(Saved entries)

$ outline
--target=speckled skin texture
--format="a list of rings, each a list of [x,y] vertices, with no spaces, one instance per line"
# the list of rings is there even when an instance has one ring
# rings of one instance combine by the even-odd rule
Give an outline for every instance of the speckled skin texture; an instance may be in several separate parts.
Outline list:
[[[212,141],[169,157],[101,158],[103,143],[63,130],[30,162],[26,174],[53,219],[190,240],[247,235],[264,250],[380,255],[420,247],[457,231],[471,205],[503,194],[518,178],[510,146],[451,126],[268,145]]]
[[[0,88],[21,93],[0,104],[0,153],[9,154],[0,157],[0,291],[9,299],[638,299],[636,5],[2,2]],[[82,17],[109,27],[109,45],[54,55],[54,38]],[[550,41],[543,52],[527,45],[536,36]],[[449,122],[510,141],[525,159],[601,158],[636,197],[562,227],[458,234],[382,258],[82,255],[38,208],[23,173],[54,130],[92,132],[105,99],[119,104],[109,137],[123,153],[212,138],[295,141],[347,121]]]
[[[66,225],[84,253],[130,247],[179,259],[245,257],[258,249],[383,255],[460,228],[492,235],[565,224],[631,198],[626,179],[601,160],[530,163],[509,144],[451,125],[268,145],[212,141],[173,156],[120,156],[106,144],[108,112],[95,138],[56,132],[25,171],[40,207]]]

◆ Exercise details ◆
Out of the preceding entries, pull every line containing the string "even".

◆ Written response ◆
# the list of rings is there even when an instance has one ring
# rings of one instance combine by the even-odd rule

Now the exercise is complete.